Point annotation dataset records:
^^^^^^^^
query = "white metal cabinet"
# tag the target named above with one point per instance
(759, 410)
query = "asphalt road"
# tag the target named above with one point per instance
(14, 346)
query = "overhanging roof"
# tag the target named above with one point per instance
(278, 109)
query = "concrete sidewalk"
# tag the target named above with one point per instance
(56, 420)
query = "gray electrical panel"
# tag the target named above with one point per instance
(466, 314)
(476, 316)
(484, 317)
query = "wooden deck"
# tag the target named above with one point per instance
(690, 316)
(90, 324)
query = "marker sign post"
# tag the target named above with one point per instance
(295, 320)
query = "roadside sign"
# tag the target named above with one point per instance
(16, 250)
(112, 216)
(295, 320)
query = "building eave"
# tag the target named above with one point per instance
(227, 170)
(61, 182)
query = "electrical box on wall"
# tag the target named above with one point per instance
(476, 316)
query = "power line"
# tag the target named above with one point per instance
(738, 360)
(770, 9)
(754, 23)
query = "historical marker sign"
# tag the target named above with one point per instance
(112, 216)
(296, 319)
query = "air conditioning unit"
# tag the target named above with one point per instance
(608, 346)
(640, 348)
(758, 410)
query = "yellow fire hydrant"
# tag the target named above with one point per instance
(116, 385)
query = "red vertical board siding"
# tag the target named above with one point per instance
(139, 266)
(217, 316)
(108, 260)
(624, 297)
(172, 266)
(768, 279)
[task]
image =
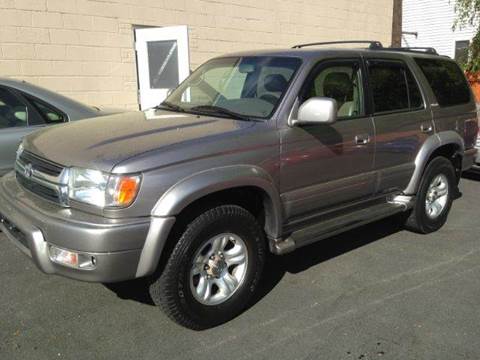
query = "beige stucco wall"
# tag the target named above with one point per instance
(84, 48)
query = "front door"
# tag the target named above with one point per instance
(162, 62)
(325, 166)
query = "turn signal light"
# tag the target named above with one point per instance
(126, 191)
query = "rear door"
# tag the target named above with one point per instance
(325, 166)
(402, 121)
(454, 109)
(17, 119)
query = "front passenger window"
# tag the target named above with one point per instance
(342, 83)
(13, 112)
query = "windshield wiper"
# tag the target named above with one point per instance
(217, 110)
(169, 106)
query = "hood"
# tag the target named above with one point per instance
(102, 143)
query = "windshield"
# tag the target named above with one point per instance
(247, 86)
^^^^^^^^
◆ Task requirements: Pictures appear in the records above. Output everything except them, exactly.

◆ Answer to this task:
query = "white metal cabinet"
# tag the target named above with one point per instance
(759, 410)
query = "asphalt road"
# tag the target named above with one point per instance
(14, 346)
query = "overhanging roof"
# tag the target named above with one point per instance
(278, 109)
query = "concrete sidewalk"
# tag the target named above with one point per instance
(56, 420)
query = "gray electrical panel"
# tag the target named above with one point per instance
(466, 314)
(476, 316)
(484, 317)
query = "wooden deck"
# tag the target named above with one point per instance
(690, 316)
(90, 324)
query = "marker sign post"
# tag the target named above with one point per instance
(295, 320)
query = "roadside sign"
# tag the target named above with one point per instance
(16, 250)
(112, 216)
(295, 320)
query = "building eave"
# tag the target named above with one point per instance
(227, 170)
(61, 182)
query = "electrical box on wall"
# tag the target named above with one point per instance
(476, 316)
query = "power line"
# tag the target named above with one point per instance
(738, 360)
(770, 9)
(754, 23)
query = "historical marker sign"
# tag the target named above with one point per instance
(112, 216)
(296, 319)
query = "air conditioning unit"
# tag the target named above with one point per instance
(608, 346)
(640, 348)
(758, 410)
query = "yellow fire hydrant"
# tag the target named above with one point per instance
(116, 385)
query = "red vertical board siding"
# tag the target named above with one point per instance
(139, 266)
(217, 316)
(108, 260)
(624, 297)
(172, 266)
(768, 279)
[task]
image =
query = "beige stucco wall"
# tag the target named above with one point per instance
(84, 48)
query = "front door"
# tag the target named above with one point per instance
(162, 62)
(325, 166)
query = "turn signal light"
# tag the target named above with one point per instance
(126, 191)
query = "rear door"
# tag the target named above with one point per instance
(325, 166)
(402, 121)
(454, 109)
(17, 119)
query = "front passenger window"
# tag the target named above with one point per instance
(342, 83)
(13, 112)
query = "windshield wiper"
# tag the target named above with one point per instance
(217, 110)
(169, 106)
query = "hood"
# tag the target named above with one point per instance
(102, 143)
query = "windshield"
# tag the target named above with one point per instance
(247, 86)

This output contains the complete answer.